• Required task: Format the records below as a Markdown table with the columns Row and Line, starting from the beginning of the records and going through the line containing "pixel 1074 152", that line included. Give each line its own numbered row, and leave out blank lines.

• Dataset rows:
***
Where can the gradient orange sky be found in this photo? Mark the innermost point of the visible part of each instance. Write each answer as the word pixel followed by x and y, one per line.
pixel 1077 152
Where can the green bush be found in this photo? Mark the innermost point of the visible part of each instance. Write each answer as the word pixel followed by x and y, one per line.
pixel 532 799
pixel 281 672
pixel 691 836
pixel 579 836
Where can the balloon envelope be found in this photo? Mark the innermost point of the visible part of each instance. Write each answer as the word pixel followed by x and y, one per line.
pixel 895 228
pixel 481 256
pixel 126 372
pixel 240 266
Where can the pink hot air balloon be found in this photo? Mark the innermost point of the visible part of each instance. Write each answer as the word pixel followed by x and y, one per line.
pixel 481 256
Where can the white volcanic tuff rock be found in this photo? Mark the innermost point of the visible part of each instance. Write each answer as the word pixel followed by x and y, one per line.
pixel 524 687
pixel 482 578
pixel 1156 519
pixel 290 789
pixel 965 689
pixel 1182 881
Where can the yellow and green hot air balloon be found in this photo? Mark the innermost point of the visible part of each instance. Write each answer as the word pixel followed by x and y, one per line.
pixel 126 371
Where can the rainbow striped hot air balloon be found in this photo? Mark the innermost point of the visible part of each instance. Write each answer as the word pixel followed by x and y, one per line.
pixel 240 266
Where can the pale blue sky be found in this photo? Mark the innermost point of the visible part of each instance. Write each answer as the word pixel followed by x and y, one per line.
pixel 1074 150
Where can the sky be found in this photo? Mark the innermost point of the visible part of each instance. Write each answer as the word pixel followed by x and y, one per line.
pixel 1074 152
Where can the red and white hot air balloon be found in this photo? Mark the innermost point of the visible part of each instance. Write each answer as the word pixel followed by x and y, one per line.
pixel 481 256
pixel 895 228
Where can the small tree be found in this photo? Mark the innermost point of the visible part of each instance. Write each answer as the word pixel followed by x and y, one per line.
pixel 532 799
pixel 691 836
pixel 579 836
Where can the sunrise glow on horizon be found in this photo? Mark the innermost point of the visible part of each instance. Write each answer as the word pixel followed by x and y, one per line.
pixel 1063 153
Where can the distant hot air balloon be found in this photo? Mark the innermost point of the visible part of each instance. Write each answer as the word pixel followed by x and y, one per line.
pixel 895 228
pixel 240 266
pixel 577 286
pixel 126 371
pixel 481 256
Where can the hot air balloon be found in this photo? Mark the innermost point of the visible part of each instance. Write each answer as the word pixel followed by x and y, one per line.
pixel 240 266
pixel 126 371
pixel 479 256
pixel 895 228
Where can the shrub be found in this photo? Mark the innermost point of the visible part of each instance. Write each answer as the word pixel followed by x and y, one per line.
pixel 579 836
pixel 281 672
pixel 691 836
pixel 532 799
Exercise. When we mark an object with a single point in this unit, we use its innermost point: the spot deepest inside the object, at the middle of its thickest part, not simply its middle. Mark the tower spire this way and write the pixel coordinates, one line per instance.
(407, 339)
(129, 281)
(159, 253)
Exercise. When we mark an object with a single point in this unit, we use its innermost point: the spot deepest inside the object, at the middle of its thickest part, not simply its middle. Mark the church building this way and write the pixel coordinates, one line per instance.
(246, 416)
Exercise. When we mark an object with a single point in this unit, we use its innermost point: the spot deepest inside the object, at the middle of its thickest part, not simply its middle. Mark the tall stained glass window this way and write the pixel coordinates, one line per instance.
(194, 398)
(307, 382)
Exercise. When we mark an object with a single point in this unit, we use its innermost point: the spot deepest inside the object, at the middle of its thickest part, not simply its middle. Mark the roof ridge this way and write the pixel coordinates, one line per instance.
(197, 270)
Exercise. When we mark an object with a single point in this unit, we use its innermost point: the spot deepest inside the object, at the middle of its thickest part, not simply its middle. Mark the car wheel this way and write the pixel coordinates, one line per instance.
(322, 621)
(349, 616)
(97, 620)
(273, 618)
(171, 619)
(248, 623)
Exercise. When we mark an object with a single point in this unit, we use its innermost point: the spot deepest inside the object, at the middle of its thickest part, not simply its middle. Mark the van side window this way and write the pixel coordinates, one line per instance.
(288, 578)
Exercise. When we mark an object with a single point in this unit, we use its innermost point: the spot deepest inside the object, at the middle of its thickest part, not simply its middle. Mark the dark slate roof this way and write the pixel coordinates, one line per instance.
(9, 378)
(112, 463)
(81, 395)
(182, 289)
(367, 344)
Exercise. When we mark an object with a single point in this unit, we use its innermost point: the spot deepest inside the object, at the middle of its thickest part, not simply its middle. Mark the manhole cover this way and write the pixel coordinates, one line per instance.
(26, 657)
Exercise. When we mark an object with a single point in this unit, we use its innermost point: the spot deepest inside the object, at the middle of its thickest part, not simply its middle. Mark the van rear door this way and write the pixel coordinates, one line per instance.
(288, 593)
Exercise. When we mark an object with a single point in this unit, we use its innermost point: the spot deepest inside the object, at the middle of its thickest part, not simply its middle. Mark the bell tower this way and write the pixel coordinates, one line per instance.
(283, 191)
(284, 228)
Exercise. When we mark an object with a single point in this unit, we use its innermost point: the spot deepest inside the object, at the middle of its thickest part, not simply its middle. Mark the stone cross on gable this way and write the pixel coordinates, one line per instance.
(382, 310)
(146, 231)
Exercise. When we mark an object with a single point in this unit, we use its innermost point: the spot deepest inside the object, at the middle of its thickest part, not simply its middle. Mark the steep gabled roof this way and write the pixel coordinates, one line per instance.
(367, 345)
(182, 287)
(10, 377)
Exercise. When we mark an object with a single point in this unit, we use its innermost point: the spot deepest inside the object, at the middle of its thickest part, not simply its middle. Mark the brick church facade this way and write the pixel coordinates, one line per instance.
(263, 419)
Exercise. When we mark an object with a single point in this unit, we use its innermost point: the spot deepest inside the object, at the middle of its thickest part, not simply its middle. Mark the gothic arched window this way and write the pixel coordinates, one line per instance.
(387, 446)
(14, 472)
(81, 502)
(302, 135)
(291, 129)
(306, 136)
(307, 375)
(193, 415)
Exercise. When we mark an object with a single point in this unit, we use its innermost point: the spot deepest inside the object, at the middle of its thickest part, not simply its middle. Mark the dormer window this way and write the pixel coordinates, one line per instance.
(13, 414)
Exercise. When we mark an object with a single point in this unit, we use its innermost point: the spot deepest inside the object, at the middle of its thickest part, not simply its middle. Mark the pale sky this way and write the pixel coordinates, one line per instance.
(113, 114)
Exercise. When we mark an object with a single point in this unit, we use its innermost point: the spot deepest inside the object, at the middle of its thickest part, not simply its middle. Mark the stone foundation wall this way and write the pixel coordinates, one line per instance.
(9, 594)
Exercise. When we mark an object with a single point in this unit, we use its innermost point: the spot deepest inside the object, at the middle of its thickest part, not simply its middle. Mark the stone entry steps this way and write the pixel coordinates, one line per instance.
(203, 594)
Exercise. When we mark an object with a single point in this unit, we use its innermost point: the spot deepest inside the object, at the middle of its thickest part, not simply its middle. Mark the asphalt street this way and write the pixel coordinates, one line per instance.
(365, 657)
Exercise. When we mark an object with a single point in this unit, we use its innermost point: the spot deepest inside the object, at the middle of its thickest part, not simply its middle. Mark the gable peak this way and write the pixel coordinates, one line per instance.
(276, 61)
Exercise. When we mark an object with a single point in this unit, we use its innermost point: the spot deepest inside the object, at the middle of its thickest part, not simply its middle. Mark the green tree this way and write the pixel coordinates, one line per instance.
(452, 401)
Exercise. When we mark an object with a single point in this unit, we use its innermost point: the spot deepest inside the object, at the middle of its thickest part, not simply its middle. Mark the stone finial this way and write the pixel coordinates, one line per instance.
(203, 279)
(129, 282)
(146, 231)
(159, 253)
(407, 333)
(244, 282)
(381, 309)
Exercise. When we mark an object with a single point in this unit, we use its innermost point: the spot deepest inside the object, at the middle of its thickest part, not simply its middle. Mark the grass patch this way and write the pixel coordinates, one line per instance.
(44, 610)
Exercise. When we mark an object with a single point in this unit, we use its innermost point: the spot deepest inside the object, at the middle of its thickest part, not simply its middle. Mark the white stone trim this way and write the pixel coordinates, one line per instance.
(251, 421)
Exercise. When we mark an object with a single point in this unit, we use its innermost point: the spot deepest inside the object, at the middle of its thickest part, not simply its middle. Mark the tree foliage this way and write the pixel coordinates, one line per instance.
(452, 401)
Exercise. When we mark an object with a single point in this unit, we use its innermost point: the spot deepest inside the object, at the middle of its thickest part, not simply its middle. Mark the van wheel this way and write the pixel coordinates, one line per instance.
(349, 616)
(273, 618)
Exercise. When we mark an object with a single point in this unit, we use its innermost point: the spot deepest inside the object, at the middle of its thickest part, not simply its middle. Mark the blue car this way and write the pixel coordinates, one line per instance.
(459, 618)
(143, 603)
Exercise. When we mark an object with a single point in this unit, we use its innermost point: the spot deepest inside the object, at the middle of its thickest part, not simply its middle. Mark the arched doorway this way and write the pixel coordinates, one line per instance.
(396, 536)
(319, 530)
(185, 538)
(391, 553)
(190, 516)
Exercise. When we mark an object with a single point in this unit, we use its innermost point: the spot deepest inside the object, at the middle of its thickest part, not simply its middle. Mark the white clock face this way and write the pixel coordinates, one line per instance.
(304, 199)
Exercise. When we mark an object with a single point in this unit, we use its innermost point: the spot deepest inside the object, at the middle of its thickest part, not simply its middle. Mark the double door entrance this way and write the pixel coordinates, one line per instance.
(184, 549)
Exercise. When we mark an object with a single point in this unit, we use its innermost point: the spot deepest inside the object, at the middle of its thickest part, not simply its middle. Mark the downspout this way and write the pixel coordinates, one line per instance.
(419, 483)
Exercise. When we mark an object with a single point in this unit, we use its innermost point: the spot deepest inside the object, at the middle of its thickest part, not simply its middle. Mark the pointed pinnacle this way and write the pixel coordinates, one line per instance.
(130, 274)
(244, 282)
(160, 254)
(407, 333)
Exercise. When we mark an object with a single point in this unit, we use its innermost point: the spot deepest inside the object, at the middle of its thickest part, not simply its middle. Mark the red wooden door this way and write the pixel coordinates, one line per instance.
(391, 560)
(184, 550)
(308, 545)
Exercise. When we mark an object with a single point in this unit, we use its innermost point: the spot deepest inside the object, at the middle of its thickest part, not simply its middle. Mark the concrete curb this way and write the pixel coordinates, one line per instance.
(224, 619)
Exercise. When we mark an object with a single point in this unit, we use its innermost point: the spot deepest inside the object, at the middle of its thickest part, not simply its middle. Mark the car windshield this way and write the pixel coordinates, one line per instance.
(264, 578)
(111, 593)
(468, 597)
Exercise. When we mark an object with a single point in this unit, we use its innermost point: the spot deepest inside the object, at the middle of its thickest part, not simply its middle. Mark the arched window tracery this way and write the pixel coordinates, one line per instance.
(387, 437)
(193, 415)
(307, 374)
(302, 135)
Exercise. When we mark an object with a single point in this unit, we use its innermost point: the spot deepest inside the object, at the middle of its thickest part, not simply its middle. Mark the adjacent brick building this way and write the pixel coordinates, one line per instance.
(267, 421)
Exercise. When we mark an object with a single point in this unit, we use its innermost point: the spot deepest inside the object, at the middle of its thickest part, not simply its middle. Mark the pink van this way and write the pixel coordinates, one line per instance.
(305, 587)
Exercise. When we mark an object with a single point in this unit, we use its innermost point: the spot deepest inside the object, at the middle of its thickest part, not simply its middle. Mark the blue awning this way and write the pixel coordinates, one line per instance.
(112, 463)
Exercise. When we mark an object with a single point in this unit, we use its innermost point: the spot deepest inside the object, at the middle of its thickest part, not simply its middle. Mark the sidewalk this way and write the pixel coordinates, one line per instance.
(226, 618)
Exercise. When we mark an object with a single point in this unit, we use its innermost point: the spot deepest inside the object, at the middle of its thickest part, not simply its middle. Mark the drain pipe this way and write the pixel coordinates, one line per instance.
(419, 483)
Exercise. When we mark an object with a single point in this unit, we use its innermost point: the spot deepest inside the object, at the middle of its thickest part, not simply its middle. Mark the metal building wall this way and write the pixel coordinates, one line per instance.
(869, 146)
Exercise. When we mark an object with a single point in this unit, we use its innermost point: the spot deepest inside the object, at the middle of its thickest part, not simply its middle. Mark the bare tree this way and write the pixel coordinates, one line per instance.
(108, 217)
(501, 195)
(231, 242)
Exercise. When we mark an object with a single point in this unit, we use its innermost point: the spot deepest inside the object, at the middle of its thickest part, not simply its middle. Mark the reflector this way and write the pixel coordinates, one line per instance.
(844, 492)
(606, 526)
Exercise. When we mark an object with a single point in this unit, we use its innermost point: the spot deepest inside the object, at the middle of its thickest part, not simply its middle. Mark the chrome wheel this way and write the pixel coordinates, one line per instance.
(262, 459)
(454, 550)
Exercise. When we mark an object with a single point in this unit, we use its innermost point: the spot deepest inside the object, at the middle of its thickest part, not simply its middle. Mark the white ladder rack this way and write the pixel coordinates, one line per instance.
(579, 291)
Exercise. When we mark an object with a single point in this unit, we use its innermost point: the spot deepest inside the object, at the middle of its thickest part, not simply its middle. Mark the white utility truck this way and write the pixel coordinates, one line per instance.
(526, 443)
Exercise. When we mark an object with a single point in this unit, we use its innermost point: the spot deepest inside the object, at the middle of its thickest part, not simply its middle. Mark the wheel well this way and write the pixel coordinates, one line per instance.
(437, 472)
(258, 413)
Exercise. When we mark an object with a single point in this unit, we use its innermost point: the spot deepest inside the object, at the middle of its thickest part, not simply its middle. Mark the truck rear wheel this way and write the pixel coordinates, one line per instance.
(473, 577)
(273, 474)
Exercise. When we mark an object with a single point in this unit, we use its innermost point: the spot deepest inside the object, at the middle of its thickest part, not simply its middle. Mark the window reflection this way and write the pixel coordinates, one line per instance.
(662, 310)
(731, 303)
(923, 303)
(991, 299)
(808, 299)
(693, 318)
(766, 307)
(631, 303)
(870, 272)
***
• Exercise output:
| Row | Line |
|---|---|
| 1 | Where can the gradient orange sky be found in this photo? Mark the innermost point of the visible part of each instance. Write each answer as the word pixel followed by x and y, one per line. |
| 2 | pixel 1077 152 |
| 3 | Where can the green bush be found in this photo? Mark the innermost point of the visible part of each instance. Write each answer as the word pixel followed by x and y, one per line. |
| 4 | pixel 532 799 |
| 5 | pixel 281 672 |
| 6 | pixel 691 836 |
| 7 | pixel 579 836 |
| 8 | Where can the balloon envelope be found in this photo? Mark the innermost point of the visible part of each instance. Write each answer as the word pixel followed by x and y, one per line. |
| 9 | pixel 895 228 |
| 10 | pixel 481 256 |
| 11 | pixel 126 372 |
| 12 | pixel 240 266 |
| 13 | Where can the pink hot air balloon be found in this photo? Mark the innermost point of the visible part of each instance. Write each answer as the word pixel followed by x and y, one per line. |
| 14 | pixel 481 256 |
| 15 | Where can the white volcanic tuff rock be found in this photo? Mark the innermost point of the visible part of each instance. Write each answer as the word pixel followed by x and y, one per line. |
| 16 | pixel 524 687 |
| 17 | pixel 482 578 |
| 18 | pixel 1156 519 |
| 19 | pixel 290 789 |
| 20 | pixel 965 689 |
| 21 | pixel 1182 881 |
| 22 | Where can the yellow and green hot air balloon be found in this photo? Mark the innermost point of the visible part of each instance. Write each answer as the word pixel followed by x and y, one per line. |
| 23 | pixel 126 371 |
| 24 | Where can the rainbow striped hot air balloon be found in this photo? Mark the innermost point of the visible part of each instance. Write each answer as the word pixel followed by x and y, one per line. |
| 25 | pixel 240 266 |
| 26 | Where can the pale blue sky be found in this photo? Mark the innermost point of the visible part of each instance. Write each answer as the word pixel followed by x and y, one per line. |
| 27 | pixel 1074 150 |
| 28 | Where can the sky be found in this photo? Mark the innermost point of the visible part of each instance. Write each answer as the word pixel followed by x and y, one per line. |
| 29 | pixel 1074 152 |